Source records
━━━━━━━━━━

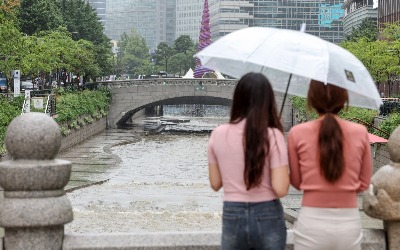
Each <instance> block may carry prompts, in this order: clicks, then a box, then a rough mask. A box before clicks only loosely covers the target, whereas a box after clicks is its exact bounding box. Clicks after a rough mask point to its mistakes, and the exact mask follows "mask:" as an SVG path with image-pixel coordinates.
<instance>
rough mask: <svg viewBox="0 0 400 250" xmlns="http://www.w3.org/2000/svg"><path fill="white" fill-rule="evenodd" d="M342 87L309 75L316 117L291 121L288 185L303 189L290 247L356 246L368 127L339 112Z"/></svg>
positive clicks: (346, 90)
mask: <svg viewBox="0 0 400 250" xmlns="http://www.w3.org/2000/svg"><path fill="white" fill-rule="evenodd" d="M348 99H349V98H348V93H347V90H345V89H343V88H340V87H337V86H334V85H331V84H324V83H322V82H318V81H315V80H312V81H311V83H310V88H309V91H308V97H307V102H308V105H309V107H312V108H313V109H315V110H316V111H317V112H318V114H319V118H318V119H317V120H314V121H310V122H306V123H303V124H299V125H296V126H294V127H293V128H292V129H291V130H290V131H289V135H288V148H289V150H288V151H289V163H290V164H289V165H290V181H291V184H292V185H293V186H294V187H295V188H297V189H301V190H303V191H304V194H303V200H302V207H301V210H300V214H299V217H298V219H297V221H296V223H295V227H294V249H295V250H306V249H307V250H313V249H315V250H316V249H318V250H321V249H324V250H359V249H361V239H362V234H361V220H360V214H359V211H358V203H357V193H358V192H361V191H364V190H366V189H367V188H368V186H369V183H370V179H371V175H372V162H371V151H370V144H369V140H368V131H367V129H366V127H364V126H363V125H360V124H357V123H353V122H350V121H346V120H343V119H341V118H339V117H338V115H337V114H338V113H339V111H340V110H342V109H343V108H344V106H345V104H346V103H348Z"/></svg>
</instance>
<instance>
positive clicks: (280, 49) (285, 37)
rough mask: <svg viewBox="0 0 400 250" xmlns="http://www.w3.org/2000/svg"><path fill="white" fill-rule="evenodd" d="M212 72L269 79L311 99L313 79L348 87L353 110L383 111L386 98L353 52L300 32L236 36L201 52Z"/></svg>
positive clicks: (349, 104) (269, 33)
mask: <svg viewBox="0 0 400 250" xmlns="http://www.w3.org/2000/svg"><path fill="white" fill-rule="evenodd" d="M195 57H197V58H199V59H200V61H201V63H202V65H203V66H204V67H206V68H209V69H213V70H218V71H220V72H222V73H224V74H227V75H230V76H232V77H235V78H240V77H242V76H243V75H244V74H246V73H248V72H260V73H263V74H264V75H266V76H267V77H268V79H269V80H270V81H271V84H272V87H273V88H274V90H275V91H279V92H283V93H285V92H286V87H287V84H288V79H289V76H290V74H293V76H292V78H291V81H290V87H289V89H288V91H287V93H288V94H291V95H297V96H303V97H306V96H307V91H308V85H309V83H310V79H315V80H318V81H321V82H323V83H330V84H333V85H337V86H339V87H342V88H345V89H347V90H348V92H349V105H351V106H357V107H363V108H371V109H379V106H380V105H381V104H382V101H381V99H380V95H379V93H378V91H377V88H376V86H375V84H374V82H373V80H372V77H371V75H370V74H369V72H368V70H367V69H366V68H365V66H364V65H363V64H362V63H361V61H360V60H358V59H357V58H356V57H355V56H354V55H353V54H352V53H350V52H349V51H347V50H345V49H343V48H342V47H339V46H337V45H335V44H333V43H330V42H328V41H325V40H323V39H320V38H318V37H316V36H313V35H310V34H306V33H303V32H300V31H294V30H285V29H275V28H266V27H250V28H244V29H241V30H238V31H235V32H232V33H230V34H228V35H226V36H224V37H222V38H220V39H219V40H217V41H215V42H214V43H212V44H211V45H209V46H208V47H206V48H204V49H203V50H201V51H200V52H198V53H197V54H196V55H195Z"/></svg>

━━━━━━━━━━

WHAT THE TASK REQUIRES »
Check each line of the data above for the string "instance", and copy the ones that have it.

RESPONSE AREA »
Each <instance> block may carry prompts, in this order: clicks, then a box, then a rough mask. A box before clicks only loosely covers the target, whereas a box after clicks is its exact bounding box. Clicks after a rough mask point to its mistakes, and the exact mask follows "mask:" as an SVG path with image-pixel coordinates.
<instance>
</instance>
<instance>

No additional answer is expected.